_WHAT IS ASKED_
Write out the rows starting at the line containing "Draw boxes around every rippled water." and ending at the line containing "[520,191,930,236]", both included, as a numbered list with blank lines omitted.

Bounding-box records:
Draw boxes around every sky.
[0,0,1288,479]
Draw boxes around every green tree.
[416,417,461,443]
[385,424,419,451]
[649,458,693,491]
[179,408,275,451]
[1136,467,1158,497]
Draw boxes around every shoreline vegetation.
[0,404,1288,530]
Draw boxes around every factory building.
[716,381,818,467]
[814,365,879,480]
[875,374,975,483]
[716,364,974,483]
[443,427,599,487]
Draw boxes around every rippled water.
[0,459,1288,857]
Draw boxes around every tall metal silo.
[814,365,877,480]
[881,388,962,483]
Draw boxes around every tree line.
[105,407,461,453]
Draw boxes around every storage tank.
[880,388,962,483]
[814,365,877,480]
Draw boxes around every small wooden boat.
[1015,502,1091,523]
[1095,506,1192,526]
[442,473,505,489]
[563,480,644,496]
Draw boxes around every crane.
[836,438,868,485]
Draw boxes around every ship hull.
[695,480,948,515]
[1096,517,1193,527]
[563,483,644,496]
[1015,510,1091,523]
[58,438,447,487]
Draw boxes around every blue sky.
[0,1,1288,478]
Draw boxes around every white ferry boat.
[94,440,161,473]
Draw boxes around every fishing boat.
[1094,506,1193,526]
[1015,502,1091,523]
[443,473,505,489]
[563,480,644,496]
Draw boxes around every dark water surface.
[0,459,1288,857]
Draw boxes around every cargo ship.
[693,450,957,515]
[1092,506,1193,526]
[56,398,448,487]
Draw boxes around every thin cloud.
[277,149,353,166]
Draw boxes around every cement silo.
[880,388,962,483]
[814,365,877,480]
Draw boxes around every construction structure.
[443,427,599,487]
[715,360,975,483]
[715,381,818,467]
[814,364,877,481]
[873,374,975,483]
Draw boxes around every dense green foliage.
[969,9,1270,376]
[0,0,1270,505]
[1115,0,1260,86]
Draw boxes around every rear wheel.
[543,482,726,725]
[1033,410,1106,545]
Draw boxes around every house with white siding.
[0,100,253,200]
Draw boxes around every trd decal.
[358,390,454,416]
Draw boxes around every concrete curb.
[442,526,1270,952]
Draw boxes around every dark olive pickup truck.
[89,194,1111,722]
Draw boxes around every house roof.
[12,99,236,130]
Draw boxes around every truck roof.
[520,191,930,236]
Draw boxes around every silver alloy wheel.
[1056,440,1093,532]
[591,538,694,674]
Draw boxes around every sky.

_ANSWER TO THE EXERCISE_
1. Draw boxes around every rippled water.
2. [0,459,1288,857]
3. Draw boxes around every tall metal silo.
4. [814,365,877,480]
5. [881,388,962,483]
6. Draw boxes around every tree line.
7. [105,407,461,453]
8. Draw boxes around every storage tank.
9. [880,388,962,483]
10. [814,365,877,480]
11. Draw boxes around every small wooden boat.
12. [1015,502,1091,523]
13. [1095,506,1192,526]
14. [442,473,505,489]
15. [563,480,644,496]
16. Draw boxes around every crane.
17. [836,438,868,485]
18. Draw boxes around every ship hull.
19. [695,480,948,515]
20. [1096,517,1193,527]
21. [563,483,644,496]
22. [1015,510,1091,523]
23. [58,438,447,487]
24. Draw boxes around every blue sky.
25. [0,1,1288,478]
26. Draw boxes around every white ferry boat.
27. [94,440,161,473]
28. Draw boxes around every fishing boat.
29. [1094,506,1193,526]
30. [1015,502,1091,523]
31. [443,473,505,489]
32. [563,480,644,496]
33. Draw boxes around every dark water surface.
34. [0,459,1288,857]
35. Draw boxes around every cargo ship.
36. [693,450,957,515]
37. [1092,506,1193,526]
38. [56,398,448,487]
39. Draw boxes around every thin cloud.
40. [277,149,353,166]
41. Draw boxes around every cement silo.
42. [880,388,962,483]
43. [814,365,877,480]
44. Draw boxes around every construction structure.
45. [443,427,599,487]
46. [715,360,975,483]
47. [715,381,818,467]
48. [814,364,877,481]
49. [873,374,975,483]
50. Draw boxes around every dense green foliage.
51. [969,9,1270,376]
52. [0,0,1270,505]
53. [1115,0,1260,86]
54. Draw boxes around every rear wheel.
55. [543,482,726,725]
56. [1033,410,1106,545]
57. Draw boxes around every house with white siding.
58. [0,100,253,200]
59. Draw boxes around every trd decal.
60. [358,390,454,416]
61. Draw boxes around every concrete curb.
62. [442,526,1270,952]
63. Draw boxes around every dark olive pickup truck.
64. [89,194,1111,722]
65. Draw boxes around every house roof.
66. [12,99,236,130]
67. Draw boxes around every truck roof.
68. [520,191,930,236]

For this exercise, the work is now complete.